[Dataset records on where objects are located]
####################
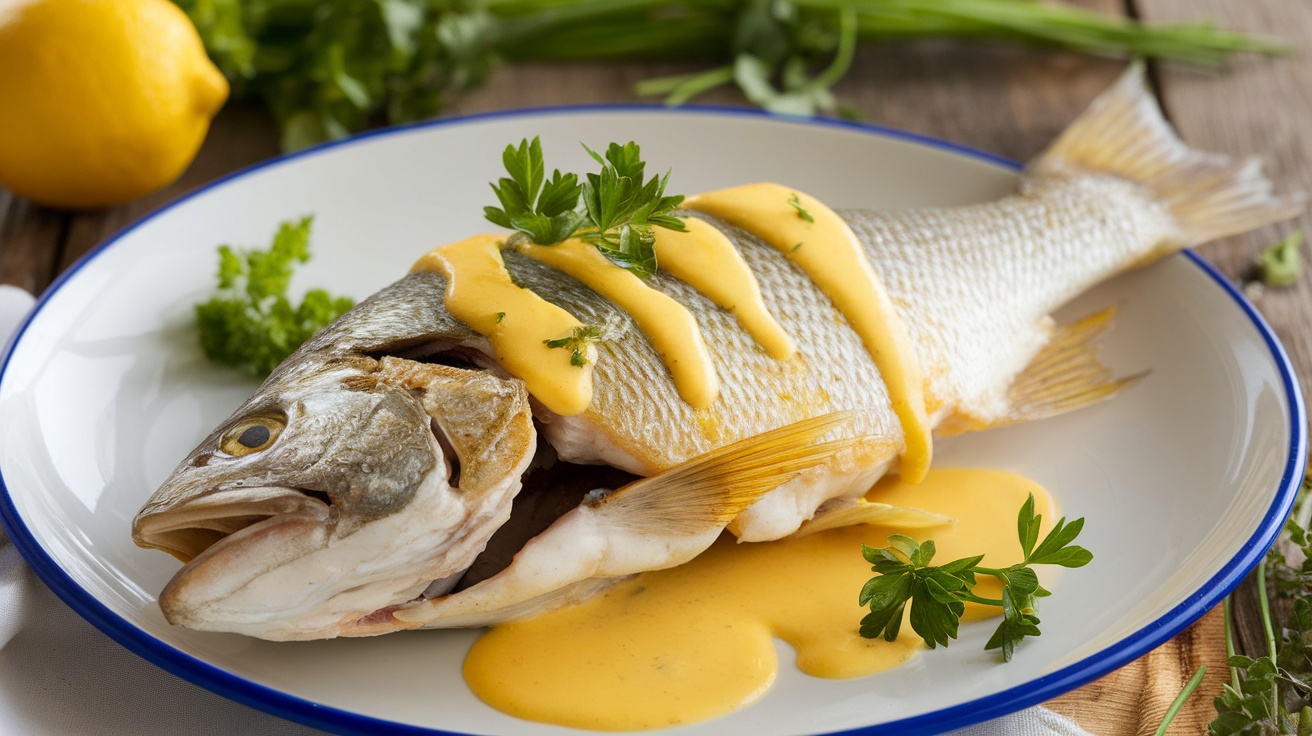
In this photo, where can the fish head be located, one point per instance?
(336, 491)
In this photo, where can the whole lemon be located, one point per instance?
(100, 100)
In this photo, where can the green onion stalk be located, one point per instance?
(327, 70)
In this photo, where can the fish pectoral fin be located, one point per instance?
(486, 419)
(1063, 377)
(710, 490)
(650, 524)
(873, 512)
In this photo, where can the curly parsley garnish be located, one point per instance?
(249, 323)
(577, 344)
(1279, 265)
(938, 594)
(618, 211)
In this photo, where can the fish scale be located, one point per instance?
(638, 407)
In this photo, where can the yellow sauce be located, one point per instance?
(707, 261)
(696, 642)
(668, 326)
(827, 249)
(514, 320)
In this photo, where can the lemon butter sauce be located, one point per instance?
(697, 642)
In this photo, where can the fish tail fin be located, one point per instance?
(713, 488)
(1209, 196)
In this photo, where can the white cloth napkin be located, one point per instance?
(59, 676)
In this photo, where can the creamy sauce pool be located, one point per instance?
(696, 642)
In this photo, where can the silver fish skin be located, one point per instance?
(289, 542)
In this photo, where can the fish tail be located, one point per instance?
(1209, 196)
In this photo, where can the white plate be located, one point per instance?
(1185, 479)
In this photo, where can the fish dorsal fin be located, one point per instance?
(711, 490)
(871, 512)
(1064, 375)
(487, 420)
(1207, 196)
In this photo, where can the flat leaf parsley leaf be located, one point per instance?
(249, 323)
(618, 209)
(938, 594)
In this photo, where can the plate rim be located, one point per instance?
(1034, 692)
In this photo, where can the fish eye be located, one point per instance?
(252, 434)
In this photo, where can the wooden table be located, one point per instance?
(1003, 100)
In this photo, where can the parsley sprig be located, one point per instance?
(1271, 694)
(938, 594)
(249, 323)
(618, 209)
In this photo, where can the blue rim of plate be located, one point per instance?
####################
Aim: Please convert each line of the records above into a JSON list of strings, one string per line, with blank lines skipped. Leave the pictures out of the list.

Full response:
[
  "In this photo, where can the fish head be located, one point per instance?",
  "(336, 491)",
  "In this photo, where can the whole lemon be located, one point per instance?",
  "(100, 100)",
  "In this photo, where can the green onion stalk be located, one point per instance?",
  "(327, 70)",
  "In this photo, where can the fish pectoral fin be located, one point per instance?",
  "(486, 419)",
  "(1063, 377)",
  "(710, 490)",
  "(650, 524)",
  "(873, 512)",
  "In this photo, where can the curly parsley garnish be located, one point per instance?",
  "(249, 323)",
  "(577, 344)",
  "(1279, 265)",
  "(938, 594)",
  "(618, 211)",
  "In this photo, where can the fish scale be located, one point per instance?",
  "(638, 407)",
  "In this photo, where can the yellow sauce be located, one point per instance?",
  "(707, 261)",
  "(696, 642)",
  "(668, 326)",
  "(827, 249)",
  "(514, 320)",
  "In this photo, where can the lemon butter sauce be located, one point per instance?",
  "(697, 642)",
  "In this photo, where can the fish tail fin be located, one point per instance?",
  "(713, 488)",
  "(1209, 196)",
  "In this photo, where can the white cloth napkin be located, one point per instance?",
  "(59, 676)",
  "In this photo, where can the creamy sauce pool be located, one point per instance?",
  "(696, 642)",
  "In this photo, where can the silver fish skin be located, one point per instance?",
  "(289, 542)",
  "In this photo, where can the fish tail be located, one point per instance?",
  "(1209, 196)",
  "In this photo, where can the white plate be located, one point per instance?",
  "(1185, 479)",
  "In this photo, where can the fish dorsal fin be located, one point per instance?",
  "(711, 490)",
  "(871, 512)",
  "(1064, 375)",
  "(487, 420)",
  "(1207, 196)",
  "In this photo, where can the flat leaf parsley leaf be located, one point per instance?",
  "(249, 323)",
  "(618, 209)",
  "(938, 594)",
  "In this photo, where can the plate rim be located, one point per instance?",
  "(1034, 692)",
  "In this photo, where can the fish eye be located, one point per instance?",
  "(252, 434)",
  "In this photo, where can the wooden table be located, one point per instance?",
  "(1003, 100)",
  "In this photo, where can the parsley sprig be located, one point per instance?",
  "(1271, 694)",
  "(938, 594)",
  "(249, 323)",
  "(618, 209)",
  "In this photo, where can the blue rim of plate be located, one point per instance?"
]